### Material for this task

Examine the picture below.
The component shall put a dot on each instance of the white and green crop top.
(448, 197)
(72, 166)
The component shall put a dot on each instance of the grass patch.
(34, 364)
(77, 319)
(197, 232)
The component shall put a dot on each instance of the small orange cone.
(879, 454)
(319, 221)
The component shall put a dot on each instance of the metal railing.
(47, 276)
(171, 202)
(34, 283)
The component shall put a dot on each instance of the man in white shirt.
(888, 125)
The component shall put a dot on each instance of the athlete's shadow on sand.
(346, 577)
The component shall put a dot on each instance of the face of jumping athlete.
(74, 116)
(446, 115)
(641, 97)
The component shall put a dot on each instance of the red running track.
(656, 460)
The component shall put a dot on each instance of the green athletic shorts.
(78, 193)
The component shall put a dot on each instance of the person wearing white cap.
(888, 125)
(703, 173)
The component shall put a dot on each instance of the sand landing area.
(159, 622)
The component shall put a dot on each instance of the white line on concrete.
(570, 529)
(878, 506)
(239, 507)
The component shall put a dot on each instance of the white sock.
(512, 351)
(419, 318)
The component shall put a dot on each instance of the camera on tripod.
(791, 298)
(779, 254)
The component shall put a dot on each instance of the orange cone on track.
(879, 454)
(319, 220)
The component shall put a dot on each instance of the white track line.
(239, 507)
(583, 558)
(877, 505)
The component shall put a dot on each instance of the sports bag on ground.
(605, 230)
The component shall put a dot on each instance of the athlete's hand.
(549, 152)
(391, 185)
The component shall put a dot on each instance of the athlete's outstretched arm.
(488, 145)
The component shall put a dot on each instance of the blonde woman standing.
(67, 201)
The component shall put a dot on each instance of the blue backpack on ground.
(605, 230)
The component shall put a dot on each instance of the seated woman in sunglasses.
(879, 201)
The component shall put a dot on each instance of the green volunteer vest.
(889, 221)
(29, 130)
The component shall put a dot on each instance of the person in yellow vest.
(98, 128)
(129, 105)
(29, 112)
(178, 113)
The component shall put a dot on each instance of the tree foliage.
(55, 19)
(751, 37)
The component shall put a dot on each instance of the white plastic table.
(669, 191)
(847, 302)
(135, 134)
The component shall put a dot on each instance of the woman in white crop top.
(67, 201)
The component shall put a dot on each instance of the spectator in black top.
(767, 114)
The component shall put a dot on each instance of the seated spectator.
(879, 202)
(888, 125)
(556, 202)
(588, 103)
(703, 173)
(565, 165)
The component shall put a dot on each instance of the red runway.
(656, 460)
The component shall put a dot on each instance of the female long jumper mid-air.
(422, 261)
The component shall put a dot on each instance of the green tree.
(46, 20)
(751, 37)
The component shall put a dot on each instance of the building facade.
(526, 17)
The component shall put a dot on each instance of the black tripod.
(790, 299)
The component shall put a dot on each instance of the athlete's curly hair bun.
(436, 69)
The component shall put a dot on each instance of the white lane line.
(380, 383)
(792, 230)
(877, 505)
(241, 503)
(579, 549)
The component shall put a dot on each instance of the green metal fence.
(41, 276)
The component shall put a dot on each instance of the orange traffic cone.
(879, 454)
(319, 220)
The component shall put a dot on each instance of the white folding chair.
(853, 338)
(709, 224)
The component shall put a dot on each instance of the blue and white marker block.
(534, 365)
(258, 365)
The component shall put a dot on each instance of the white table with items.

######

I'd like all of the entries written out again exactly as they appear above.

Examine the picture below.
The component shall put a dot on each instance of the white and green crop top.
(448, 197)
(72, 166)
The component shall put a dot on each instance of the grass patch.
(34, 364)
(77, 319)
(197, 232)
The component shall put a dot on each instance of the small orange cone.
(879, 454)
(319, 221)
The component shall put a dot on each instance of the metal railing.
(47, 276)
(171, 202)
(34, 283)
The component shall put a dot on each instance of the man in white shirt.
(888, 125)
The component shall put a dot on each instance of the athlete's shadow on sand.
(346, 577)
The component shall put a dot on each instance of the face of jumping athlete.
(74, 116)
(446, 115)
(641, 97)
The component shall put a dot on each instance of the red running track.
(656, 460)
The component shall put a dot on each instance of the green athletic shorts.
(78, 193)
The component shall put a dot on each instance of the person wearing white cap.
(888, 125)
(703, 173)
The component shall put a dot on each instance of the sand landing area.
(159, 622)
The component shall put a dot on each instance of the white line on concrete.
(570, 529)
(878, 506)
(239, 507)
The component shall put a dot on each instance of the white sock.
(512, 351)
(419, 318)
The component shall put a dot on each instance of the camera on tripod.
(791, 298)
(779, 254)
The component shall put a dot on each instance of the orange cone on track.
(879, 454)
(319, 220)
The component shall put a dot on each instance of the white track line.
(239, 507)
(583, 558)
(877, 505)
The component shall put a dot on each instance of the sports bag on ground.
(605, 230)
The component shall put a dot on each instance of the athlete's hand.
(549, 152)
(391, 185)
The component shall put a dot on each instance of the athlete's outstretched arm.
(488, 145)
The component shall put a dot on each instance of the blonde woman standing.
(67, 201)
The component shall put a dot on each instance of the blue backpack on ground.
(605, 230)
The component shall put a dot on each instance of the seated woman in sunglasses.
(879, 201)
The component shall put a dot on each instance of the green volunteer vest.
(889, 221)
(29, 130)
The component shall put a dot on each instance of the person in yellow vest.
(98, 128)
(129, 105)
(29, 112)
(178, 113)
The component shall put a dot on each instance of the tree foliage.
(55, 19)
(751, 37)
The component shall put a dot on each instance of the white plastic table.
(669, 191)
(847, 302)
(135, 134)
The component shall put a dot on each instance of the woman in white crop top.
(67, 201)
The component shall put a dot on each instance of the spectator in black top.
(767, 114)
The component shall put a dot on each instance of the seated spectator.
(879, 202)
(888, 125)
(556, 202)
(588, 103)
(703, 173)
(565, 165)
The component shall put a dot on each instance of the red runway.
(656, 460)
The component shall put a dot on each instance of the female long jumper mid-air.
(422, 261)
The component shall put a dot on each instance of the green tree.
(46, 20)
(751, 37)
The component shall put a dot on each instance of the building facade.
(526, 17)
The component shall put a dot on each instance of the black tripod.
(790, 299)
The component shall put a dot on each instance of the athlete's curly hair bun.
(436, 69)
The component shall put a dot on each instance of the white lane line.
(380, 383)
(792, 230)
(877, 505)
(241, 503)
(579, 549)
The component shall put a dot on each instance of the green metal fence.
(41, 276)
The component shall put a dot on each instance of the orange traffic cone.
(879, 454)
(319, 220)
The component shall put a dot on each instance of the white folding chair.
(853, 338)
(709, 224)
The component shall put a dot on each instance of the blue and white marker block.
(534, 365)
(258, 365)
The component shall put a dot on each instance of the white table with items.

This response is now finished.